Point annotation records

___

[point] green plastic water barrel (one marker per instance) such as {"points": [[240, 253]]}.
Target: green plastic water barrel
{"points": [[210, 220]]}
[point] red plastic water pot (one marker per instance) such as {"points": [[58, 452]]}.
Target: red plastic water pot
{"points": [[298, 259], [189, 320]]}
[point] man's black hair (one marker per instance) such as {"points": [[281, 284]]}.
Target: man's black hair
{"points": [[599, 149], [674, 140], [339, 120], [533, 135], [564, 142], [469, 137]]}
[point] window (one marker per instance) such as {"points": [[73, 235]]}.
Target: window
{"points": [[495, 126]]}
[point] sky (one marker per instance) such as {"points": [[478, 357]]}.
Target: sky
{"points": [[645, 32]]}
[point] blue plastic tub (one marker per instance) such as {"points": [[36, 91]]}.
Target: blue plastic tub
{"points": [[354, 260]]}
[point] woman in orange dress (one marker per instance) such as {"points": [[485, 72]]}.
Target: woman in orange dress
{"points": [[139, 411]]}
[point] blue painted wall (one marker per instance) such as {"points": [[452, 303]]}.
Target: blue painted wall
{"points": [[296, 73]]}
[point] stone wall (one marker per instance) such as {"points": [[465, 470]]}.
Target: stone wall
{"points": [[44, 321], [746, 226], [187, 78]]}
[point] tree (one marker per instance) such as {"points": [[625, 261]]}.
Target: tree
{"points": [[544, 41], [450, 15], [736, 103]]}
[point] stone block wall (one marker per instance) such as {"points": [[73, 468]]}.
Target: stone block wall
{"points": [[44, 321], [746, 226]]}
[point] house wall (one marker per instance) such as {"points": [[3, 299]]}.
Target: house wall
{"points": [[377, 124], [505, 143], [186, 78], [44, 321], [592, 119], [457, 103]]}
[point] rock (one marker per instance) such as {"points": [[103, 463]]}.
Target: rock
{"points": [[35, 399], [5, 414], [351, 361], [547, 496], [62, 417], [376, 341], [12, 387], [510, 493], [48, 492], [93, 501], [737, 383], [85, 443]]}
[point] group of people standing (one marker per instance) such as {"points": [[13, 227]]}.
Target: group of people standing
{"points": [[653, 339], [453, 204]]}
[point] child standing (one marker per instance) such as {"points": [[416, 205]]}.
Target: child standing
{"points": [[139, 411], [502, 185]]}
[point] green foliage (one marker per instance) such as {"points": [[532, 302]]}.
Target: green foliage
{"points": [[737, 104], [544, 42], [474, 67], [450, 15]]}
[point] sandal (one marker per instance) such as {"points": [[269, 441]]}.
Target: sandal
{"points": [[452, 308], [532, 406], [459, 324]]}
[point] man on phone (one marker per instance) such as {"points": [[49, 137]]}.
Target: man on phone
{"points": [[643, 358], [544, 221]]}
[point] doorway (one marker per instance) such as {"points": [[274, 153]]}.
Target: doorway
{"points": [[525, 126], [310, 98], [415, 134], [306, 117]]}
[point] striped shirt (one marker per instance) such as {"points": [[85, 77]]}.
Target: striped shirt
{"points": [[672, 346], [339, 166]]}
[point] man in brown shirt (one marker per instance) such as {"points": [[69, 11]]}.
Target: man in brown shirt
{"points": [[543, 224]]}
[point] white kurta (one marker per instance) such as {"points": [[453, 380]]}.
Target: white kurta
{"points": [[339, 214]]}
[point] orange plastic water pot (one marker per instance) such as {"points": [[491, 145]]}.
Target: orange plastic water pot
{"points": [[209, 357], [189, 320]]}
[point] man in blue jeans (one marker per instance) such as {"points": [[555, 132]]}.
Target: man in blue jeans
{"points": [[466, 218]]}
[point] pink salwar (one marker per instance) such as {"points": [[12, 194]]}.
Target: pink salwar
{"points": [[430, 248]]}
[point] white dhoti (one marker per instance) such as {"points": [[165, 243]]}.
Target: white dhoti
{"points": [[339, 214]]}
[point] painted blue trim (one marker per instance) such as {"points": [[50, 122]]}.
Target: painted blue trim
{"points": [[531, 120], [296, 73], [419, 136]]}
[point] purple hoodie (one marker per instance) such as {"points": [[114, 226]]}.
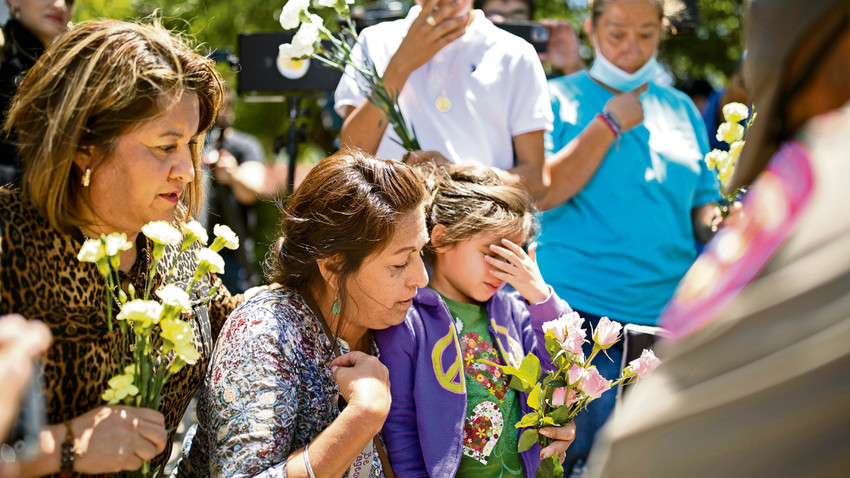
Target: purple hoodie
{"points": [[424, 430]]}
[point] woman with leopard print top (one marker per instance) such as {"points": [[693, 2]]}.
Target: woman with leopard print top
{"points": [[109, 124]]}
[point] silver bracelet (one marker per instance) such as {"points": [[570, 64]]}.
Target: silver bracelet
{"points": [[307, 462]]}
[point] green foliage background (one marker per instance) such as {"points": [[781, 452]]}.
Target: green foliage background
{"points": [[711, 51]]}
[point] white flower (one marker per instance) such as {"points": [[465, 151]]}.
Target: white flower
{"points": [[734, 112], [175, 297], [195, 229], [730, 132], [142, 312], [92, 251], [290, 16], [209, 259], [231, 240], [162, 233], [305, 38], [116, 242]]}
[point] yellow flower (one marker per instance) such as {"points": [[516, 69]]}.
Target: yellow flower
{"points": [[734, 112], [178, 335], [225, 237], [730, 132], [209, 261], [735, 151], [143, 313], [120, 387], [715, 158]]}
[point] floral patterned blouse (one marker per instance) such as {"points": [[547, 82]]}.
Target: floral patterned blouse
{"points": [[268, 392]]}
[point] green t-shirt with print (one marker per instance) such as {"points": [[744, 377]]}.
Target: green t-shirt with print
{"points": [[492, 408]]}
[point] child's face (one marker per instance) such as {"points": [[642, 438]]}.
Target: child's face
{"points": [[460, 271]]}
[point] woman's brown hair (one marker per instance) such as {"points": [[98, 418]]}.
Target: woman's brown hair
{"points": [[93, 84], [346, 209]]}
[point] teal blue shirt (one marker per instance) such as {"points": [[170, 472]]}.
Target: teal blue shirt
{"points": [[621, 245]]}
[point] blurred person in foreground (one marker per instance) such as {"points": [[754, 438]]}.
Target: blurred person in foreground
{"points": [[630, 192], [473, 92], [31, 26], [110, 124], [562, 46], [755, 383]]}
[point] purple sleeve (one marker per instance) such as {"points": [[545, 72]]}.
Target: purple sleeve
{"points": [[532, 331], [397, 347]]}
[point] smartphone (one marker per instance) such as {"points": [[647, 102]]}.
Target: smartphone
{"points": [[532, 32], [32, 419]]}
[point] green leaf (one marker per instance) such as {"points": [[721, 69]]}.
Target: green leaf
{"points": [[527, 440], [561, 415], [534, 398], [530, 369], [519, 384], [528, 420]]}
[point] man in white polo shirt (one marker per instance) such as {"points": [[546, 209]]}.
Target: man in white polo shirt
{"points": [[471, 92]]}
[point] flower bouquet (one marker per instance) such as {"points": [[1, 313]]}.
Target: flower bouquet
{"points": [[557, 396], [731, 132], [307, 43], [151, 340]]}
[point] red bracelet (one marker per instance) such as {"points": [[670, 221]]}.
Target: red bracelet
{"points": [[69, 453]]}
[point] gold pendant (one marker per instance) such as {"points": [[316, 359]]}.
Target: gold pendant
{"points": [[443, 104]]}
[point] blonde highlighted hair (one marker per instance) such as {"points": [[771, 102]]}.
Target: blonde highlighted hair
{"points": [[471, 199], [93, 84]]}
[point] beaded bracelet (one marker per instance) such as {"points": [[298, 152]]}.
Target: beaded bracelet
{"points": [[307, 462], [68, 453], [612, 123]]}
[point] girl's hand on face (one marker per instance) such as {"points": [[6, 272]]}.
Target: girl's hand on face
{"points": [[433, 29], [519, 270]]}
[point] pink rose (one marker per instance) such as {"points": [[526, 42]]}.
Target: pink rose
{"points": [[573, 343], [593, 384], [607, 332], [647, 362], [561, 397]]}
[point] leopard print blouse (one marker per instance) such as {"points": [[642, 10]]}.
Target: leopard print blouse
{"points": [[41, 278]]}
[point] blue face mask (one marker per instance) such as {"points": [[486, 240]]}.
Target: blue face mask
{"points": [[606, 72]]}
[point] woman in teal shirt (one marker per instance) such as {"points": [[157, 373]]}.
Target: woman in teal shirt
{"points": [[630, 193]]}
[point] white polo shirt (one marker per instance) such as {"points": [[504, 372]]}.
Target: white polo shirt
{"points": [[493, 79]]}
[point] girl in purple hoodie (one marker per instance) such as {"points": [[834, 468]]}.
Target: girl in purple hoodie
{"points": [[451, 414]]}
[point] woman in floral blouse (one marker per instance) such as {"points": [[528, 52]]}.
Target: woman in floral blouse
{"points": [[294, 388]]}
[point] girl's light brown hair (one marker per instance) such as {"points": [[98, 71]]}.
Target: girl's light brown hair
{"points": [[347, 208], [471, 199], [94, 83]]}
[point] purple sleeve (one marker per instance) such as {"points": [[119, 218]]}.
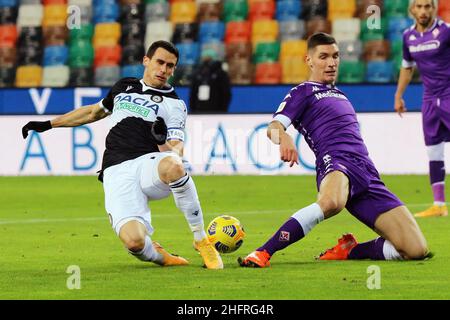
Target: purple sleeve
{"points": [[291, 107], [408, 61]]}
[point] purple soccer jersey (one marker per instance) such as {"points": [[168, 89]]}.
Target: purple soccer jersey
{"points": [[430, 52], [327, 120]]}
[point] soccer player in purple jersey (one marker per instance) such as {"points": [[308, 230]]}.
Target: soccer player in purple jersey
{"points": [[427, 46], [346, 177]]}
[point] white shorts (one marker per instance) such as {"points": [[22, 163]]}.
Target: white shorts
{"points": [[130, 185]]}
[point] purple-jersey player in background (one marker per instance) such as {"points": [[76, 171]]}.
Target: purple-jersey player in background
{"points": [[346, 177], [427, 46]]}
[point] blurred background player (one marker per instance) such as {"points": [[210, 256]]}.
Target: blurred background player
{"points": [[142, 160], [346, 176], [427, 46]]}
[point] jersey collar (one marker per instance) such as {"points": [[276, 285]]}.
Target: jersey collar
{"points": [[146, 87]]}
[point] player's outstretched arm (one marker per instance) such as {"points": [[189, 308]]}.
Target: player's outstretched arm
{"points": [[277, 134], [75, 118], [403, 82]]}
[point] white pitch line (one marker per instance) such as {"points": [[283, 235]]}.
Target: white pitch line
{"points": [[229, 212]]}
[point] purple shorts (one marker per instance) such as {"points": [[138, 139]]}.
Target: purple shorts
{"points": [[436, 120], [368, 196]]}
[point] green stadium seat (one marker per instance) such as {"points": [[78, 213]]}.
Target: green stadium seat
{"points": [[81, 54], [85, 33], [368, 34], [396, 49], [351, 72]]}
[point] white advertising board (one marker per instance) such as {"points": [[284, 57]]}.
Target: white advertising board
{"points": [[216, 144]]}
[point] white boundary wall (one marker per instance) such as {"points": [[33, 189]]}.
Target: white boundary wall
{"points": [[216, 144]]}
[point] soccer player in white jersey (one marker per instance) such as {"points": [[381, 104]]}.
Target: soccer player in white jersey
{"points": [[427, 45], [143, 157]]}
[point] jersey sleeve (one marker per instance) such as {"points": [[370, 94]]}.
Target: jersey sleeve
{"points": [[408, 61], [291, 106], [107, 103], [177, 122]]}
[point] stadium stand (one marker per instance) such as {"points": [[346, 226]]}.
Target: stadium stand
{"points": [[253, 36]]}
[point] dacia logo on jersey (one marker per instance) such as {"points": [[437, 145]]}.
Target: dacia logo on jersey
{"points": [[137, 101]]}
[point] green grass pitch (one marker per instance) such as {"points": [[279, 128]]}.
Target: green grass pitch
{"points": [[50, 223]]}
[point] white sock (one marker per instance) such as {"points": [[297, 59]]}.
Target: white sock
{"points": [[186, 199], [389, 251], [148, 253], [309, 217]]}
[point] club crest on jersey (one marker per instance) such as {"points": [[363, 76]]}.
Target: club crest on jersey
{"points": [[284, 236], [156, 99]]}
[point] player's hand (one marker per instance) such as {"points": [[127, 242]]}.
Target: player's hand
{"points": [[159, 131], [38, 126], [400, 106], [288, 151]]}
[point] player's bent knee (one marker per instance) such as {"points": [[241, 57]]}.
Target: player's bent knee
{"points": [[171, 169]]}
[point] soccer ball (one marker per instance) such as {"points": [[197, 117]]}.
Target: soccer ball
{"points": [[225, 233]]}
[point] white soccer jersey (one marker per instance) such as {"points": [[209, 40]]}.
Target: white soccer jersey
{"points": [[134, 107]]}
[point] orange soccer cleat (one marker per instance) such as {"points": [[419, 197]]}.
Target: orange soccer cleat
{"points": [[340, 251], [433, 211], [256, 259]]}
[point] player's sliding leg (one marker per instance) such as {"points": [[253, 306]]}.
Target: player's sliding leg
{"points": [[437, 181], [171, 171], [400, 239], [136, 239], [331, 200]]}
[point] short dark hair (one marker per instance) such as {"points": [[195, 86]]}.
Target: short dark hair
{"points": [[162, 44], [320, 38]]}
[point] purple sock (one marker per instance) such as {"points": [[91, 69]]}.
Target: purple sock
{"points": [[437, 178], [291, 231], [368, 250]]}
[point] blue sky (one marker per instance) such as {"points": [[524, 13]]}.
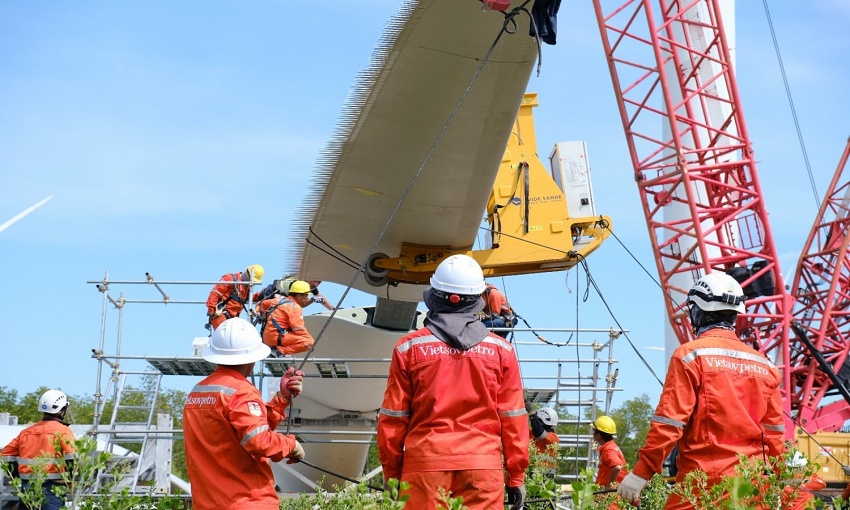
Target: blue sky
{"points": [[178, 138]]}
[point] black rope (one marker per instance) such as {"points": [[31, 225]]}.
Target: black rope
{"points": [[339, 255], [591, 281]]}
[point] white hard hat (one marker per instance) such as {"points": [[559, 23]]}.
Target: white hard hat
{"points": [[52, 402], [235, 342], [459, 274], [548, 416], [716, 292]]}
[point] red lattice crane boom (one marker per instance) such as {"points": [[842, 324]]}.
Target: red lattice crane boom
{"points": [[671, 67], [822, 292]]}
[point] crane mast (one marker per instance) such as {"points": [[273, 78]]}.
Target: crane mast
{"points": [[671, 66], [822, 291]]}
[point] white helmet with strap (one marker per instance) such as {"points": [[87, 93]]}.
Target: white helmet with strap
{"points": [[235, 342], [459, 274], [716, 292]]}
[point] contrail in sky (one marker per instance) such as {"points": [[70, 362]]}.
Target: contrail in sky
{"points": [[23, 213]]}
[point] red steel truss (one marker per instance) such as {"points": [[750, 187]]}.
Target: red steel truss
{"points": [[822, 292]]}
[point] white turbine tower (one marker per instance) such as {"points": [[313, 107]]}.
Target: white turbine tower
{"points": [[23, 213]]}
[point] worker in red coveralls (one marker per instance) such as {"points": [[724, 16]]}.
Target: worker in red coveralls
{"points": [[282, 320], [227, 300], [229, 432], [48, 443], [453, 415], [612, 462], [720, 398], [543, 422]]}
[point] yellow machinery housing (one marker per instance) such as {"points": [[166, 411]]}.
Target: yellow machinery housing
{"points": [[530, 230]]}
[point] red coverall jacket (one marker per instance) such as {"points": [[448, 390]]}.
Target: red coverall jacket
{"points": [[229, 437], [610, 456], [284, 327], [720, 398], [450, 410], [40, 440], [237, 294]]}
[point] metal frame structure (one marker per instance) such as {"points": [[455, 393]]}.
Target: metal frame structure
{"points": [[670, 66], [822, 291]]}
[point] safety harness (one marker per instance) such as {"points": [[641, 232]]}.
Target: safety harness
{"points": [[263, 319], [233, 294]]}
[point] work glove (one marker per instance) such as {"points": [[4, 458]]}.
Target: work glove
{"points": [[291, 383], [516, 496], [296, 454], [630, 487]]}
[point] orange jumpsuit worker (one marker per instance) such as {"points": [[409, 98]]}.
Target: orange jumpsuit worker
{"points": [[283, 327], [543, 434], [612, 462], [229, 431], [39, 441], [227, 300], [453, 408], [720, 399]]}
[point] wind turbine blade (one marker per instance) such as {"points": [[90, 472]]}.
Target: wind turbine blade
{"points": [[23, 213]]}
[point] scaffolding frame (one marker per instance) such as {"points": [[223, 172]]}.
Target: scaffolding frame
{"points": [[591, 383]]}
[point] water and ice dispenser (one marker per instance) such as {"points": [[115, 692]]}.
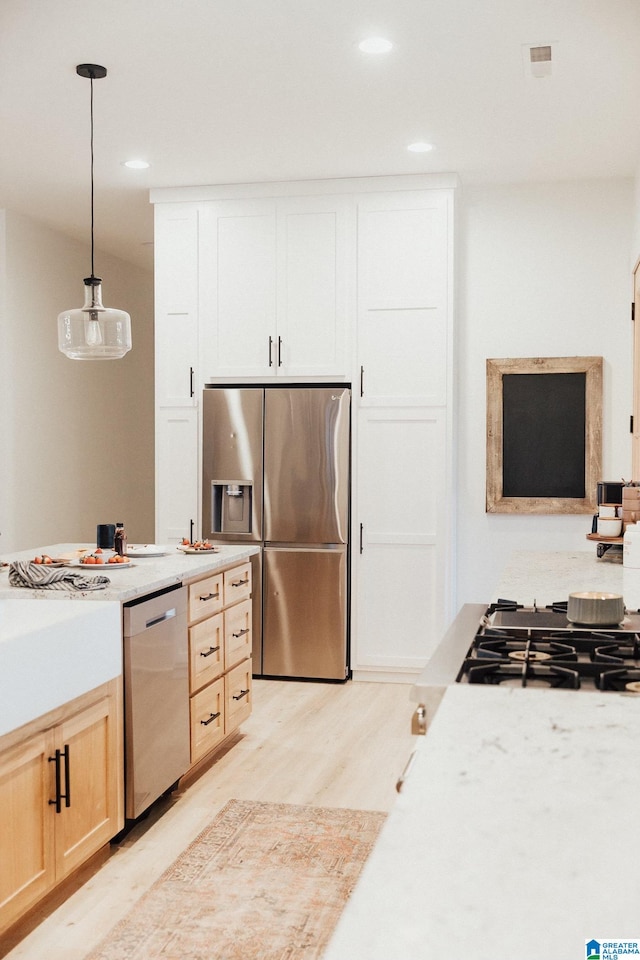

___

Given problem
Please collect every line of the data above that contains the string "strap", matching case exactly, and copy each one out in full.

In response
[point] white helmet with strap (one marker per instance) such as {"points": [[87, 93]]}.
Target: white helmet with strap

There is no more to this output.